» **WHAT THE TASK ASKS**: Please transcribe the data exactly as shown, skipping the images.
[DATA SHOWN — start]
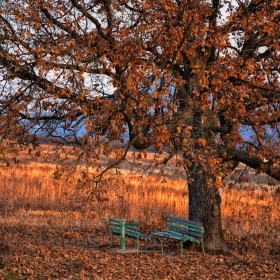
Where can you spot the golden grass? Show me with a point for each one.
(29, 194)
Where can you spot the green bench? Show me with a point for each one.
(131, 230)
(181, 230)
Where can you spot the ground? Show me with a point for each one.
(46, 253)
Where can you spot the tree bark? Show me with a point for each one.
(205, 207)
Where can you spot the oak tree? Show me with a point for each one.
(196, 79)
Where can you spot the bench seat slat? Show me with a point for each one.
(182, 230)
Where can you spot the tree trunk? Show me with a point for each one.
(204, 206)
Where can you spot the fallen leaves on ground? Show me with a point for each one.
(43, 253)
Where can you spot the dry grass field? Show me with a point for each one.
(31, 198)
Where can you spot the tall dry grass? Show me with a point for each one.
(30, 194)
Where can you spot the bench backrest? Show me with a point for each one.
(185, 227)
(131, 228)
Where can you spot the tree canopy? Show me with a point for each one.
(197, 79)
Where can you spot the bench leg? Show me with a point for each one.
(137, 246)
(181, 247)
(161, 243)
(202, 246)
(111, 240)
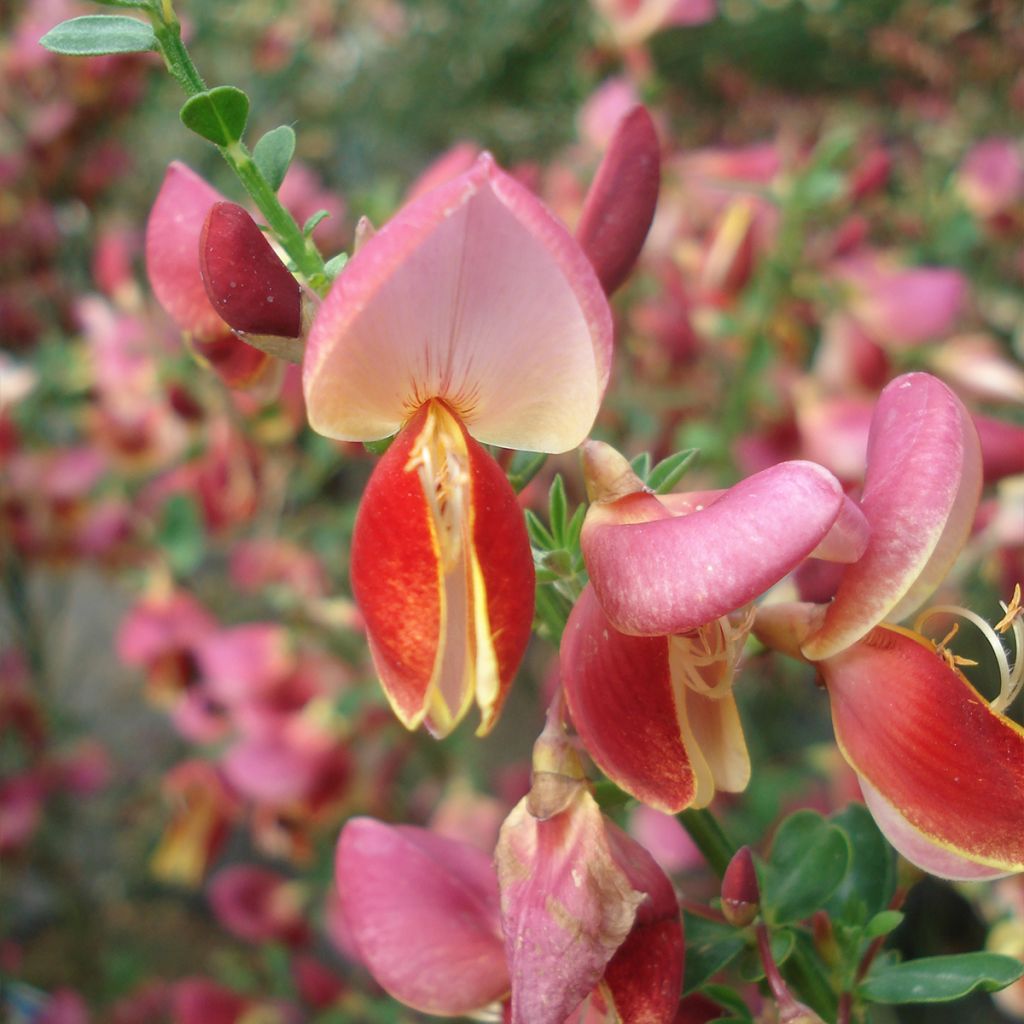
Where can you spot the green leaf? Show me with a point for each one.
(809, 859)
(525, 465)
(273, 153)
(95, 35)
(710, 946)
(558, 509)
(869, 884)
(180, 534)
(539, 532)
(574, 528)
(379, 448)
(670, 471)
(218, 115)
(641, 465)
(725, 996)
(940, 979)
(883, 924)
(335, 265)
(311, 222)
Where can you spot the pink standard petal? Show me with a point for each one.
(672, 574)
(474, 294)
(424, 913)
(921, 493)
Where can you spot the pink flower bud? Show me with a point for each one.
(740, 892)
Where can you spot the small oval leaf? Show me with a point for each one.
(218, 115)
(97, 35)
(940, 979)
(273, 154)
(809, 860)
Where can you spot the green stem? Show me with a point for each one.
(301, 251)
(709, 837)
(805, 970)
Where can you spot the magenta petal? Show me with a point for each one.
(473, 294)
(620, 205)
(921, 493)
(172, 252)
(847, 540)
(673, 574)
(424, 913)
(245, 280)
(918, 732)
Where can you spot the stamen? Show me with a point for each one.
(1011, 677)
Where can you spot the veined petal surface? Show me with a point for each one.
(424, 913)
(916, 731)
(678, 572)
(921, 493)
(474, 294)
(442, 572)
(929, 856)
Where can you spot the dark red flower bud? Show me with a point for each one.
(246, 282)
(740, 893)
(620, 205)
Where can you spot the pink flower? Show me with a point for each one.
(941, 769)
(651, 647)
(471, 316)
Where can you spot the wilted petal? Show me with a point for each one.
(424, 913)
(678, 572)
(929, 856)
(921, 492)
(645, 976)
(620, 205)
(916, 732)
(442, 572)
(566, 907)
(473, 294)
(621, 688)
(245, 280)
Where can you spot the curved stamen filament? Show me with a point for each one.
(716, 646)
(1011, 676)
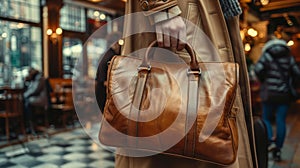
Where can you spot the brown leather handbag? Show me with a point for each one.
(176, 109)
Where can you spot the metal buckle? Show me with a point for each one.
(189, 72)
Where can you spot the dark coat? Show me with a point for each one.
(274, 69)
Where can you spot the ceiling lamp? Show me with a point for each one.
(264, 2)
(96, 1)
(290, 43)
(252, 32)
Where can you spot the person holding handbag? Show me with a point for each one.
(222, 27)
(275, 69)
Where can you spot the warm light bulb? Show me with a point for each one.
(4, 35)
(49, 32)
(96, 13)
(264, 2)
(58, 31)
(247, 47)
(290, 43)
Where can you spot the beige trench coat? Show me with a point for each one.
(228, 43)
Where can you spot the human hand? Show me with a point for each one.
(171, 33)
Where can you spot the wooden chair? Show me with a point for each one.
(13, 101)
(62, 107)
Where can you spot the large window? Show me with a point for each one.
(28, 10)
(20, 48)
(72, 18)
(72, 51)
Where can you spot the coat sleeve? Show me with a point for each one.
(295, 69)
(159, 10)
(153, 6)
(35, 88)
[DATA SHOWN — finish]
» **YOUR SOLUTION**:
Where can you spot the golden grass? Show me with a point for each one.
(29, 194)
Where can you spot the green bench? Show me with a point for each one.
(131, 230)
(181, 230)
Where can you spot the ground? Show me with a point for each one.
(46, 253)
Where can you spot the tree bark? Show me with a point for each one.
(205, 207)
Where can you spot the oak tree? Show me with a point for each one.
(196, 79)
Where can you spot the bench seat slat? Show me with a point for each one.
(182, 230)
Where can you spot the tree trunk? Show me with a point for each one.
(204, 206)
Where can you spot the fallen leaves on ground? Show me with a point for each one.
(43, 253)
Where can you spot the dry grass field? Show me with a point for each one.
(31, 198)
Where can you spot the tall dry grass? Show me with a point for each one.
(30, 194)
Where can you spot the bench backrest? Show me with a point for each one.
(185, 227)
(131, 228)
Where can you spot the tree canopy? Show me with a point for each one.
(197, 79)
Where can you spot the bench leg? Show me with a point for each one.
(137, 246)
(181, 247)
(161, 243)
(202, 246)
(111, 240)
Where can you spot the green leaf? Show me with a point for each one.
(809, 859)
(525, 465)
(273, 153)
(95, 35)
(710, 946)
(558, 509)
(869, 884)
(180, 534)
(539, 532)
(574, 528)
(379, 448)
(670, 471)
(218, 115)
(641, 465)
(725, 996)
(940, 979)
(883, 924)
(335, 265)
(311, 222)
Where can you spot the pink standard petal? Show me with a point for each one.
(672, 574)
(474, 294)
(424, 913)
(921, 493)
Where can you spot the pink flower bud? Show me with a point for each one.
(740, 892)
Where can you spot the small oval leaf? Show me with a point for each one.
(218, 115)
(97, 35)
(940, 979)
(273, 154)
(809, 860)
Where can you spot the green stem? Show me with a point for each one.
(301, 251)
(709, 837)
(805, 970)
Where can you spot the magenta petal? Show me with a point for each one.
(473, 294)
(620, 205)
(921, 493)
(172, 252)
(847, 540)
(673, 574)
(424, 913)
(245, 280)
(918, 732)
Where can you spot the stamen? Show me with a point for each one.
(1011, 677)
Where can you spot the veined petal surface? Show me with a point for each one.
(424, 913)
(916, 731)
(678, 572)
(921, 493)
(474, 294)
(442, 572)
(929, 856)
Where can you spot the dark red flower bud? Show me with a point for each one.
(246, 282)
(740, 893)
(620, 205)
Where can you spot the pink flower? Show me with a point for each one.
(941, 769)
(651, 647)
(471, 316)
Where can you spot the wilted petal? Show me with a point for each one.
(424, 913)
(678, 572)
(929, 856)
(921, 492)
(645, 976)
(620, 205)
(916, 732)
(442, 572)
(566, 907)
(473, 294)
(621, 688)
(245, 280)
Where can you spot the curved stamen filament? Show me with a point for each one.
(716, 646)
(1011, 676)
Where can you spot the brown leather handbag? Show me with a point for each one.
(176, 109)
Where can you spot the metal buckle? Show me with a point for each one.
(189, 72)
Where can you spot the dark coat? Show me with a point for each one.
(274, 69)
Where can you spot the ceiling lamp? Show me with a point for each one.
(264, 2)
(96, 1)
(290, 43)
(252, 32)
Where can you spot the person holding handbag? Show me with a point for each one.
(222, 27)
(275, 69)
Where can you spot the warm light bulb? Show me with a point for each one.
(4, 35)
(49, 32)
(96, 13)
(264, 2)
(58, 31)
(247, 47)
(290, 43)
Where can you spot the beige trench coat? Show me with a point for each one.
(228, 43)
Where can you spot the human hand? Show me with a point for each one.
(171, 33)
Where can you spot the wooden chair? Show me with a point for each one.
(13, 101)
(62, 107)
Where can you spot the large window? Show me with a point for each one.
(28, 10)
(20, 48)
(72, 18)
(72, 51)
Where can you spot the coat sleeve? Show me with a point for each one.
(295, 69)
(159, 10)
(153, 6)
(35, 88)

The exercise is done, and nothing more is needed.